Please convert every line of the items below into one numbered list, leaving out any blank lines.

------------------------------------------------------------

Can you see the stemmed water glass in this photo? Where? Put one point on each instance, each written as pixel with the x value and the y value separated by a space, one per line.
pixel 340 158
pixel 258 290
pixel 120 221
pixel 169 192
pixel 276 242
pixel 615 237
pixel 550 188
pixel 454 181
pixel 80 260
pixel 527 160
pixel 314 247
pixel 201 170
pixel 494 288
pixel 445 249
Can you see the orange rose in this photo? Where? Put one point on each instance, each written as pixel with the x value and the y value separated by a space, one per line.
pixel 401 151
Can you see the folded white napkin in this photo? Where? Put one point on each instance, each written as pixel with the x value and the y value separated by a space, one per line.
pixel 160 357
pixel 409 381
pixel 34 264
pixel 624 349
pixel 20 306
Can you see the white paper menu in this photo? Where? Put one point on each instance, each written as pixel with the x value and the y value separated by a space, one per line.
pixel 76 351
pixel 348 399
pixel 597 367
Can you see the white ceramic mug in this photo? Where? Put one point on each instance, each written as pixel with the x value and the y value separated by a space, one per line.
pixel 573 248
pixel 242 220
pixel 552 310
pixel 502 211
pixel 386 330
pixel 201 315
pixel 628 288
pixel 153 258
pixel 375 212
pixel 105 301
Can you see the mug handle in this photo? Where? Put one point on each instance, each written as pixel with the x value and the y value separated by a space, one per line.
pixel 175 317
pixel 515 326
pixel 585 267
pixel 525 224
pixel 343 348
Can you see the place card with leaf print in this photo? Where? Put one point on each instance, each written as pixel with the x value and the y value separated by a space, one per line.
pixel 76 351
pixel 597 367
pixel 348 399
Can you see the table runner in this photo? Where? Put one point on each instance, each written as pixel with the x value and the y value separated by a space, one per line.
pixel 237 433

------------------------------------------------------------

* [Written reply]
1. Can you see the stemmed water glass in this photo? Where? Put one point on each instance, each written as pixel with the x value and the y value separated by a space, one per line.
2. pixel 340 158
3. pixel 258 290
4. pixel 120 221
5. pixel 169 192
6. pixel 276 242
7. pixel 615 237
8. pixel 550 188
9. pixel 454 181
10. pixel 80 260
11. pixel 527 160
12. pixel 314 247
13. pixel 201 170
14. pixel 494 288
15. pixel 445 249
16. Can you see the orange rose in this photo? Where? Put one point on each instance, each written as pixel with the x value and the y value separated by a space, one per line.
17. pixel 401 151
18. Can you see the folded white napkin in this photo? Where? Put one point on each instance, each written as pixel with the x value and the y value separated by a space, one per line.
19. pixel 160 357
20. pixel 409 381
21. pixel 34 264
22. pixel 624 349
23. pixel 20 306
24. Can you see the white paper menu in this photo? Where? Put one point on each instance, each written as pixel with the x value and the y value separated by a space, one per line.
25. pixel 76 351
26. pixel 348 399
27. pixel 597 367
28. Can you see the white ceramic mug in this photo? Where? Put one point on each instance, each written as pixel with the x value and the y value separated by a space, one per line.
29. pixel 573 248
30. pixel 242 220
31. pixel 552 310
32. pixel 502 211
33. pixel 386 330
34. pixel 201 315
35. pixel 628 288
36. pixel 153 258
37. pixel 375 212
38. pixel 105 301
39. Can you see the mug handle in this photo? Where? Put one point on each instance, each written as pixel with the x value and the y value separated by a space, one per line.
40. pixel 175 317
41. pixel 515 326
42. pixel 585 267
43. pixel 525 224
44. pixel 343 348
45. Can you see the place card with leaf print in this photo? Where? Put one point on each instance, each written as pixel with the x value and the y value separated by a space, one per line.
46. pixel 76 351
47. pixel 597 367
48. pixel 348 399
49. Can you see the table runner in this photo? Where? Put one point on each instance, each written as pixel with the x value and the y value separated by a space, one per line.
50. pixel 237 433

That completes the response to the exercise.